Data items
_ _ _

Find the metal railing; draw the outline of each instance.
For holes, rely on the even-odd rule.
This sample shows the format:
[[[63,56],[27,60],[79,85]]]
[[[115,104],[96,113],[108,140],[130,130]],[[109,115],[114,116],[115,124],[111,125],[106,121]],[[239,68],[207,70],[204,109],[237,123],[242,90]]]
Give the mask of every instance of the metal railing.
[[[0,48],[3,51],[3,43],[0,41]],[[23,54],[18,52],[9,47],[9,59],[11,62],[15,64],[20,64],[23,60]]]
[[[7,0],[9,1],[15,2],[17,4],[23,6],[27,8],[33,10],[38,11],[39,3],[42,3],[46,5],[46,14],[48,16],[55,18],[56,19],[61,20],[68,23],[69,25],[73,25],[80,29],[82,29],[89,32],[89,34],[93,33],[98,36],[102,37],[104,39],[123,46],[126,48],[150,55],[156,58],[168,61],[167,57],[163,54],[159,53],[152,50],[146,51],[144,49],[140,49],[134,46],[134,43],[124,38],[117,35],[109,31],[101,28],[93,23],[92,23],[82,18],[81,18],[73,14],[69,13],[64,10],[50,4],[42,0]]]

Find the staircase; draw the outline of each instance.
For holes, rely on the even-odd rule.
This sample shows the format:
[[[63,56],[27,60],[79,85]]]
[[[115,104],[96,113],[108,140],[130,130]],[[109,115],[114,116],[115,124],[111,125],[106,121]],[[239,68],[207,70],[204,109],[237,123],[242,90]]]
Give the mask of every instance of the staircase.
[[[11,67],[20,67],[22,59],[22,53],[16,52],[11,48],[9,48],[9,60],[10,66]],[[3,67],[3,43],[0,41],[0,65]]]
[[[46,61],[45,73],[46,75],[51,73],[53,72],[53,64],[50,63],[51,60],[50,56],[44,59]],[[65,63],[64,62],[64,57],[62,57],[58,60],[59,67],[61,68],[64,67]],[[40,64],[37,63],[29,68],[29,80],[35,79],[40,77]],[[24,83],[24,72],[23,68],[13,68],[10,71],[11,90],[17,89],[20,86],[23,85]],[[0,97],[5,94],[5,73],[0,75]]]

_ _ _

• _Task instructions_
Reproduce every line of the listing above without any changes.

• _Expected output_
Find the metal railing; draw the outline of each instance.
For holes, rely on the even-odd rule.
This sample shows the format:
[[[63,56],[27,60],[79,85]]]
[[[115,104],[96,113],[108,140],[130,130]],[[109,115],[114,116],[115,124],[111,125],[106,121]],[[239,68],[207,70],[204,109],[237,123],[242,90]]]
Give the mask of every instance of the metal railing.
[[[0,48],[3,51],[3,43],[0,41]],[[23,54],[18,52],[9,47],[9,59],[11,62],[15,64],[20,64],[23,60]]]
[[[7,0],[9,1],[15,2],[17,4],[23,6],[27,8],[33,10],[38,11],[39,3],[42,3],[46,5],[46,14],[48,16],[55,18],[56,19],[61,20],[68,23],[69,25],[73,25],[80,29],[82,29],[89,32],[89,34],[93,33],[98,36],[102,37],[104,39],[123,46],[126,48],[150,55],[156,58],[168,61],[167,57],[163,54],[159,53],[152,50],[146,51],[144,49],[140,49],[134,46],[134,43],[124,38],[117,35],[109,31],[101,28],[93,23],[92,23],[82,18],[81,18],[73,14],[69,13],[64,10],[50,4],[42,0]]]

Find the staircase; draw the outline of each instance.
For holes, rely on the even-odd rule.
This sample shows the format:
[[[63,56],[27,60],[79,85]]]
[[[115,104],[96,113],[108,140],[130,130]],[[109,115],[114,116],[115,124],[111,125],[106,121]],[[239,68],[207,70],[204,109],[237,123],[242,90]]]
Give the mask of every instance of the staircase.
[[[11,67],[20,67],[22,59],[22,53],[16,52],[11,48],[9,48],[9,60],[10,66]],[[3,67],[3,43],[0,41],[0,65]]]
[[[46,61],[45,73],[46,75],[51,73],[53,72],[53,64],[50,63],[51,60],[50,56],[44,59]],[[65,63],[64,62],[64,57],[62,57],[58,60],[59,67],[61,68],[64,67]],[[40,64],[37,63],[29,68],[29,80],[35,79],[40,77]],[[24,83],[24,72],[23,68],[13,68],[10,71],[11,90],[17,89],[20,86],[23,85]],[[0,97],[5,94],[5,73],[0,75]]]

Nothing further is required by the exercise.